> **Exercise brief**
Using the entries below, write out the line with "Hey team, new labeling batch. Target class is yellow diamond", the line with "Hey team, new labeling batch. Target class is cloudy", and every line in between, exactly as each is written.
*** Begin section ***
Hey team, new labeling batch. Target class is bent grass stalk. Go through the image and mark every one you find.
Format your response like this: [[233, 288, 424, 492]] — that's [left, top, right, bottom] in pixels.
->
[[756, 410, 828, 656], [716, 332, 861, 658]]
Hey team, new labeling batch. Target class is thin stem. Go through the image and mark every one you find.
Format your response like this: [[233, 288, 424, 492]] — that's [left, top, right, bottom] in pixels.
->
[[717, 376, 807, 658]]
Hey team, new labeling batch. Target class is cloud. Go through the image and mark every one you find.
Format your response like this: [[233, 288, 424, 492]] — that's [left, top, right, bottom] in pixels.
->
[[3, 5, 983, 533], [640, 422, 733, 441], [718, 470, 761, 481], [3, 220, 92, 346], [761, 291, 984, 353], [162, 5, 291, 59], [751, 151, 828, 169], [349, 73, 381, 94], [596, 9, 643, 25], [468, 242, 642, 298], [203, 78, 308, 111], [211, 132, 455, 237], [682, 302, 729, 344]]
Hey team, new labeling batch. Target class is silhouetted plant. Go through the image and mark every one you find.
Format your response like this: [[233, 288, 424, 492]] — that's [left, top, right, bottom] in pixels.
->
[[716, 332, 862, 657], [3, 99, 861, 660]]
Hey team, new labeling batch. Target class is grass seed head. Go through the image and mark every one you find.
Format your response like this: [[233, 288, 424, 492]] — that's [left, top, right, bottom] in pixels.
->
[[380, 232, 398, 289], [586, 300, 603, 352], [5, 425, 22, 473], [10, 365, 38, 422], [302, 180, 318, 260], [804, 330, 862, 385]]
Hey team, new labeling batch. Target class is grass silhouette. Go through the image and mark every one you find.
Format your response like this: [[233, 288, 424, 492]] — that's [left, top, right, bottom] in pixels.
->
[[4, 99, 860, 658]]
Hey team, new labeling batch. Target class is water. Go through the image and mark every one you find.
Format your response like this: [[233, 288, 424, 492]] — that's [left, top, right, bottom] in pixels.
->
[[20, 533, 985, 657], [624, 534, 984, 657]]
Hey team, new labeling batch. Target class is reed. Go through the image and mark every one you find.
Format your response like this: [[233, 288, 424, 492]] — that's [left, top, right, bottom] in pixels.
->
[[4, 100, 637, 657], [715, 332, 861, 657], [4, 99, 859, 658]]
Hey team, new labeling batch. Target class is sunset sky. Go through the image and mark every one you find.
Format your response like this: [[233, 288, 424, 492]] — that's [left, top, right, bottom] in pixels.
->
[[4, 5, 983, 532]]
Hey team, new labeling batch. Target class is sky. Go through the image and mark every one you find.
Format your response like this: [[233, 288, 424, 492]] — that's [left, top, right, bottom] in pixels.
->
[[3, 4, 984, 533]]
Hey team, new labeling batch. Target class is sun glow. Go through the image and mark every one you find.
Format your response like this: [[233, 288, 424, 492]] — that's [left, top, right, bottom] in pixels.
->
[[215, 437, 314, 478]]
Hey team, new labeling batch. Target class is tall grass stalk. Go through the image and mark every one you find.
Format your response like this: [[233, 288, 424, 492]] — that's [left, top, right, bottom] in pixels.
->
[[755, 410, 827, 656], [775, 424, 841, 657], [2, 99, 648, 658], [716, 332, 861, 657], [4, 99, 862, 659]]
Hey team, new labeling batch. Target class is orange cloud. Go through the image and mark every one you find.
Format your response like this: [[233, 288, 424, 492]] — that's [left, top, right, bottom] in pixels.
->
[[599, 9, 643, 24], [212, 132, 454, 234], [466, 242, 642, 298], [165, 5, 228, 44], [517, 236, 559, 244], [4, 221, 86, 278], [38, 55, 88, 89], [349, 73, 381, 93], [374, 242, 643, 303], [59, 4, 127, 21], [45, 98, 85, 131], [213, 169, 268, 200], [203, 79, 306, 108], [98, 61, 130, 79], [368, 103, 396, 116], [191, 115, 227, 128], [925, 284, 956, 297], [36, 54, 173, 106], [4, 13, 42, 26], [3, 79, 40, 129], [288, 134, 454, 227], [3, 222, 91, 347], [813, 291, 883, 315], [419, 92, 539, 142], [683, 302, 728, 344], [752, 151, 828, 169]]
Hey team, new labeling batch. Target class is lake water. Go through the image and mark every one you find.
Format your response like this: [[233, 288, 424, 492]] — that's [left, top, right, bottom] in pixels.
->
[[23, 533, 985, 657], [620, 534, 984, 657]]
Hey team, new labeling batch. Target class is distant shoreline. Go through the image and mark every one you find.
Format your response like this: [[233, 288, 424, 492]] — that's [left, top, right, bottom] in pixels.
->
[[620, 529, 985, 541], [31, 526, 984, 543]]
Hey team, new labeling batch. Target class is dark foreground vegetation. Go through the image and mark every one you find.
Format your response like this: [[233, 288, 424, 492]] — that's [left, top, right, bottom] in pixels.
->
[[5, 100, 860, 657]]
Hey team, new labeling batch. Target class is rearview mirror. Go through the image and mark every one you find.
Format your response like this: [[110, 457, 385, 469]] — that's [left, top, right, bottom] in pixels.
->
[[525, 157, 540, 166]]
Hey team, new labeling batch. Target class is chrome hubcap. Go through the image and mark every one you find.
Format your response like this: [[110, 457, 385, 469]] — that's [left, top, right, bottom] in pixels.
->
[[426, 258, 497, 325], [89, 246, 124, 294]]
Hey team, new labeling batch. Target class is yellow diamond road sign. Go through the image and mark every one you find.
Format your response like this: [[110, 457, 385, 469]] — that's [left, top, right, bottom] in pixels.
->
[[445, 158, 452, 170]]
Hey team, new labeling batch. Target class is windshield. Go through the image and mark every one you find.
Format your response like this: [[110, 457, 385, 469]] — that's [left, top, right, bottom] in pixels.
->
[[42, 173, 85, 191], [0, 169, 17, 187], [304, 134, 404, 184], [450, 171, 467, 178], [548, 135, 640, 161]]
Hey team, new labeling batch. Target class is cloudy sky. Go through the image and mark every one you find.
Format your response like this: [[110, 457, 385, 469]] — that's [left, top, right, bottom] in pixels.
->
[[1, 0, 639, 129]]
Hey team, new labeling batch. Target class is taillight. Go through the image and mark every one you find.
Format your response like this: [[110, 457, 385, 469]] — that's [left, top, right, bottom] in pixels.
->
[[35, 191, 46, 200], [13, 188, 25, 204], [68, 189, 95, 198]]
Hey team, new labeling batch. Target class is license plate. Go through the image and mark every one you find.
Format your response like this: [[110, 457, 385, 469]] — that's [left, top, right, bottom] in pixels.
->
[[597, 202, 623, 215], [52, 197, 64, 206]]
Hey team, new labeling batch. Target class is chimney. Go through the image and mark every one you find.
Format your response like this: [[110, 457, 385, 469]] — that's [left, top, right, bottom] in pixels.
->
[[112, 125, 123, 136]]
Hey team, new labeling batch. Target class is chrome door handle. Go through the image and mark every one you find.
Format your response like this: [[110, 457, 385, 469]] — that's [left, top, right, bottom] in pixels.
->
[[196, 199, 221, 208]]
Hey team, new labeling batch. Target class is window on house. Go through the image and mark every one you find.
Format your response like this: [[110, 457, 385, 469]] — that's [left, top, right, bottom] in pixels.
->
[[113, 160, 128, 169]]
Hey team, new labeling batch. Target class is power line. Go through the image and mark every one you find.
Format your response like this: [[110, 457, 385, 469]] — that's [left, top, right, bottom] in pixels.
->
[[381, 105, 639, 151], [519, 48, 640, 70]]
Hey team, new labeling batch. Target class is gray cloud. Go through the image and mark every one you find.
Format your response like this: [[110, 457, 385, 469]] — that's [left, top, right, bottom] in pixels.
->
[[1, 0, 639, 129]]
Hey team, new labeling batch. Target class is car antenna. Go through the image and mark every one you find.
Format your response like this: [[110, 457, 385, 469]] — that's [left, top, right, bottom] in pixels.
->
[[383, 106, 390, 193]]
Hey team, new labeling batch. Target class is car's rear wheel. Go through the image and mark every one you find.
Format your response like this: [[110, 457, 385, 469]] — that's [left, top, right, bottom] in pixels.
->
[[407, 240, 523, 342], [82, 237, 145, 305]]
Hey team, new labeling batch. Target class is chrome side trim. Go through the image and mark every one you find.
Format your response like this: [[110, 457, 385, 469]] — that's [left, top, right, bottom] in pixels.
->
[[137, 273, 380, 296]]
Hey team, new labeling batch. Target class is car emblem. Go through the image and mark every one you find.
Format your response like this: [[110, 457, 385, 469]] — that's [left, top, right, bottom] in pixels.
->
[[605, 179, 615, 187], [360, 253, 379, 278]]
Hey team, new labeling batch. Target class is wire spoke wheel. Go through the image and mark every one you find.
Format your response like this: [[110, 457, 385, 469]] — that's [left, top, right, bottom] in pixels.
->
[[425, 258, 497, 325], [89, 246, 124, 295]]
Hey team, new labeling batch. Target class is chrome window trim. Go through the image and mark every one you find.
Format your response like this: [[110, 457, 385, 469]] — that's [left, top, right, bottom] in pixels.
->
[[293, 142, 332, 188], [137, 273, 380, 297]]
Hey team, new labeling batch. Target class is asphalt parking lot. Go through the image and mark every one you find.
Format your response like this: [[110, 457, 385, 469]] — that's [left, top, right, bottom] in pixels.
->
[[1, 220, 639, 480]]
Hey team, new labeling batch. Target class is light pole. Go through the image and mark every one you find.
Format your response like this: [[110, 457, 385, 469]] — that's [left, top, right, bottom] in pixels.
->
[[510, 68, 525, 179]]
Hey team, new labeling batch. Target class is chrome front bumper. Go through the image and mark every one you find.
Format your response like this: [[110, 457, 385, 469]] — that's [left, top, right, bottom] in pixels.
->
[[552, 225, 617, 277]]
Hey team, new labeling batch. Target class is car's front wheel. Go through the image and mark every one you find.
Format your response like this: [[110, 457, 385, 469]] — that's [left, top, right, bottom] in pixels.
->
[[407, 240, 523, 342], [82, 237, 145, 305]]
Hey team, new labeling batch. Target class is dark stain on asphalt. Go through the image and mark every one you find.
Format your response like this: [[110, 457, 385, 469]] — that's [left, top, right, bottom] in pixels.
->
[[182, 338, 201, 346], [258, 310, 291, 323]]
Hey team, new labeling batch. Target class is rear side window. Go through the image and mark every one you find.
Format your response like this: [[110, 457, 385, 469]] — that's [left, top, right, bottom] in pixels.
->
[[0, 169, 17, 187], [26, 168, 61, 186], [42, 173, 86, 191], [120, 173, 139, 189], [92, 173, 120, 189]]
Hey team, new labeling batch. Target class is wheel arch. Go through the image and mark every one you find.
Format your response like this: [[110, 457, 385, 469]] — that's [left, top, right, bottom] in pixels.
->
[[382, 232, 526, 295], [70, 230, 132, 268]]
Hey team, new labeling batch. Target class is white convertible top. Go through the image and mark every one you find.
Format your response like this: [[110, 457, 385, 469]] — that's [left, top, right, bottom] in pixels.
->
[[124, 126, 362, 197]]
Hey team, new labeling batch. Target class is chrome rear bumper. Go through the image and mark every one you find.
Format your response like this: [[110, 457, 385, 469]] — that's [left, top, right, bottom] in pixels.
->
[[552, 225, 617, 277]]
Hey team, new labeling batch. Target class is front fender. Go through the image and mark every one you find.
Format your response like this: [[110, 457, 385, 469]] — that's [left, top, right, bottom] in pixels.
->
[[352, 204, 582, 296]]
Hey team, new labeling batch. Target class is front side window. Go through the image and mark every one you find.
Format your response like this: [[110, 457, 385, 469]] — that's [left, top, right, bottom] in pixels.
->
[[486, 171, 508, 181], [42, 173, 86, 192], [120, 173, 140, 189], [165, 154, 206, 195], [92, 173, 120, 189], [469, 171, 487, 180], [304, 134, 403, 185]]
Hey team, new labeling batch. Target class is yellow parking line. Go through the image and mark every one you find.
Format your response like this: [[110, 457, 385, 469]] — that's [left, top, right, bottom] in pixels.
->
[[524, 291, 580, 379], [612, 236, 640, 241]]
*** End section ***
> **Solution for this task**
Hey team, new labeling batch. Target class is yellow diamond road sign. Go through the image and mark every one you find.
Format your response like this: [[110, 457, 385, 469]] — that's [left, top, right, bottom] in pixels.
->
[[445, 158, 452, 170]]
Hey team, new labeling batch. Target class is windshield. Go through the image and mark every one you find.
Format your response like this: [[110, 457, 385, 469]] — that's [left, top, right, bottom] in pixels.
->
[[42, 173, 85, 191], [0, 169, 17, 187], [304, 134, 404, 184], [450, 171, 467, 178], [548, 135, 640, 161]]
Hey team, new labeling batch. Target class is cloudy sky. Go through the image and mark every one you find.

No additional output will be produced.